(RECORDS SHOWN)

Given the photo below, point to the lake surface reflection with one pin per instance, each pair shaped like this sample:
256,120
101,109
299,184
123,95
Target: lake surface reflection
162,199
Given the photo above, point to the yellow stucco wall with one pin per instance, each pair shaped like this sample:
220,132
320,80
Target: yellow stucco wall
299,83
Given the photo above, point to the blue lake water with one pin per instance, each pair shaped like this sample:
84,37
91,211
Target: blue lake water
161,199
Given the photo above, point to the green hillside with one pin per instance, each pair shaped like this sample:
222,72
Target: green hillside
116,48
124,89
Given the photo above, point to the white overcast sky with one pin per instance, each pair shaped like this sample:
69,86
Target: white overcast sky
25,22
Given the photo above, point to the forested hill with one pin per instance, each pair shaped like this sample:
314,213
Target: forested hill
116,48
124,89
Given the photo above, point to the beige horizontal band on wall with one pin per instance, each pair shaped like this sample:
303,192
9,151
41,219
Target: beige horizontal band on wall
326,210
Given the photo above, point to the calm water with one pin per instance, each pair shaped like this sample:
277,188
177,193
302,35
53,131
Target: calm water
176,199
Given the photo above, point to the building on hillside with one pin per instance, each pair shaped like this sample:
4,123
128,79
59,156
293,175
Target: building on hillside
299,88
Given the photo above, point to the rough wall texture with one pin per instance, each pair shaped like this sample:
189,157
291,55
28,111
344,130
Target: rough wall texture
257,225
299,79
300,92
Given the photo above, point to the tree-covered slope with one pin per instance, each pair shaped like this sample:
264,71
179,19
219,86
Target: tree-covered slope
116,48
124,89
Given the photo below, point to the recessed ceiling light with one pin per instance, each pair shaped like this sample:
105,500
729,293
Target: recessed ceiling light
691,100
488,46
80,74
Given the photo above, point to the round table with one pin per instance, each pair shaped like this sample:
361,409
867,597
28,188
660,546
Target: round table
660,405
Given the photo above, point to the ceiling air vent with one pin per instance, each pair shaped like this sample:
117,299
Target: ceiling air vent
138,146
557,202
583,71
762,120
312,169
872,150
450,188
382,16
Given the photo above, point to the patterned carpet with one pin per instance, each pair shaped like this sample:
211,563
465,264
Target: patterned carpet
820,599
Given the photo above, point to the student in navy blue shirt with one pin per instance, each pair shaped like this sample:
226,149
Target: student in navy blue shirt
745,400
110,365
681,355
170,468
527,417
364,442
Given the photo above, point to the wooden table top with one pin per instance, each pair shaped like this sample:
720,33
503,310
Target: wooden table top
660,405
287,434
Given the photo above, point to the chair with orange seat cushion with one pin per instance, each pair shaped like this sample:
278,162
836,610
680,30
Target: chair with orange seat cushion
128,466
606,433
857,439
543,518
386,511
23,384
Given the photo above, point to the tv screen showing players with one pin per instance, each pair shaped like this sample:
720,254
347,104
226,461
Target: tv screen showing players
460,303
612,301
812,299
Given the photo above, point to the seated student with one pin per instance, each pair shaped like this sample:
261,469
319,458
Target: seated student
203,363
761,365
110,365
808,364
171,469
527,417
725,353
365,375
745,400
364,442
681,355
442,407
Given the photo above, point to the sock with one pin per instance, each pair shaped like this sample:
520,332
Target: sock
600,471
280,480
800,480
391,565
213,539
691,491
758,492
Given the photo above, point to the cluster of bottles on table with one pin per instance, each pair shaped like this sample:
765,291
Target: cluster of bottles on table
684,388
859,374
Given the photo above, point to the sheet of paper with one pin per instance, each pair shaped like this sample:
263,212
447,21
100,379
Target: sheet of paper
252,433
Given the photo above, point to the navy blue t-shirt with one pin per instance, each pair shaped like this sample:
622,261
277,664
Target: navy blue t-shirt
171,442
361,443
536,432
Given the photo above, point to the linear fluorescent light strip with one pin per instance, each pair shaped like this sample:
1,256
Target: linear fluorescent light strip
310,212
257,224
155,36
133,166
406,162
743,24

(End RECORDS SHOWN)

■ **TASK TO COMPLETE**: Start at the line containing "Target: navy blue t-shirt" and transcribe through the end of the entries. Please keep both ends and add nothing.

■ **RESULT OF THE EXERCISE**:
Target: navy blue t-shirt
171,442
361,443
536,432
Given the photo above, point to the linear fluorescent light strip with one pin per instance, each pair shaped like this sample:
1,256
Target: linear fluorescent light strip
310,212
257,224
155,36
133,166
406,162
743,24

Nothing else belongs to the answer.